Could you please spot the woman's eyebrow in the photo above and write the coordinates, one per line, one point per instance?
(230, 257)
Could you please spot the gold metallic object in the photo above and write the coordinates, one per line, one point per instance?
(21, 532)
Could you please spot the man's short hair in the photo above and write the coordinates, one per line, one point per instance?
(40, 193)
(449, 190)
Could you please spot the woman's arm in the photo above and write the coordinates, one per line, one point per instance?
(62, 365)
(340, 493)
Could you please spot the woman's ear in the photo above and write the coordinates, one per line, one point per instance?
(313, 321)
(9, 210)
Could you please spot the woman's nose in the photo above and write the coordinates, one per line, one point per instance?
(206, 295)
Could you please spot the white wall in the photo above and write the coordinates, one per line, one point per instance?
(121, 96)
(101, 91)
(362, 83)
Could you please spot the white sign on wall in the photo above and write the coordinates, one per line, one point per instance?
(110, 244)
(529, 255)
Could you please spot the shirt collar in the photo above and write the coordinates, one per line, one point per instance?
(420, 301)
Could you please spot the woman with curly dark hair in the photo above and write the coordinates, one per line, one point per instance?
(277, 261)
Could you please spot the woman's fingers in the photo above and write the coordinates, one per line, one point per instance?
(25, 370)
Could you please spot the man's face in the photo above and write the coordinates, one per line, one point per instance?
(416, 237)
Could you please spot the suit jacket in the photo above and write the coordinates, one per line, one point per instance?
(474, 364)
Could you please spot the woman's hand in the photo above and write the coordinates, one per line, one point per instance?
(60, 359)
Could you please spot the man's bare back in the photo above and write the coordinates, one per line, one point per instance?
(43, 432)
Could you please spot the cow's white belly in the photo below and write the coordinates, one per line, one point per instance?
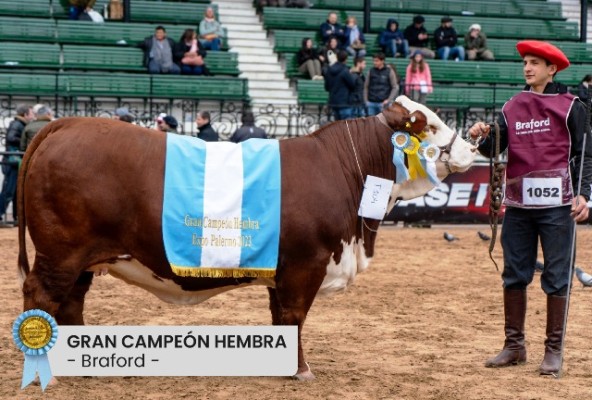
──────────────────────────────
_PROBLEM TO SOLVE_:
The copy you return must match the records above exactly, minus any images.

_SOLUTION TO THIS TASK_:
Could you please spot the woman's eyebrow in the photo above and write the coordinates, one per line, one point per instance?
(230, 257)
Could you please spot the gold metallic object in the photo above and write the coordinates, one per line, one point per instance?
(21, 532)
Could you please spot the man's short hair in the photo above and write the coordinates, one per line, one point per instance?
(40, 193)
(449, 190)
Could you please spot the woman's arm in the photo above and write the coordinates, one per line, one point per instance?
(62, 365)
(340, 493)
Could you please spot the woman's ear in the photo above and write the coordinates, one per line, one point per instance?
(313, 321)
(9, 210)
Could you please spot the woman's nose in the photo above and write the coordinates, one per line, one point per instance?
(206, 295)
Could you please spot the white wall in the photo above and write the coordinates, one per line, one point per instance?
(121, 96)
(101, 91)
(362, 83)
Could you please spot the white sign on wall in the photo above and write the coordinates, one per line, one point per instance?
(110, 244)
(529, 255)
Could you please spot the shirt collar in the photo above and write the coordinates, one per line, one point per instance?
(420, 301)
Could you please spot the woman with curly dark hair in the photo above and write the coordinates, one per line, one point per instance?
(277, 261)
Could you please spot the woman's fingers in the photo above and write the coordinates, one per line, one point per instance?
(25, 370)
Could you please spot the man's face in the photo above and write the coordinates, one per line, one point per instance?
(416, 237)
Could you please spot the suit jacket in the photo above and write the coordinates, one per line, one point per instance?
(474, 364)
Could you please spot the woman's hand in the photo above and write the coordinates, one per line, one point per instance?
(60, 359)
Could you please spot the man's bare back in the photo above and write the coordinates, one per line, one point per instance?
(43, 432)
Could you please spot the cow's white belly in the photo below and write the coordinates, one per line, one point per instance?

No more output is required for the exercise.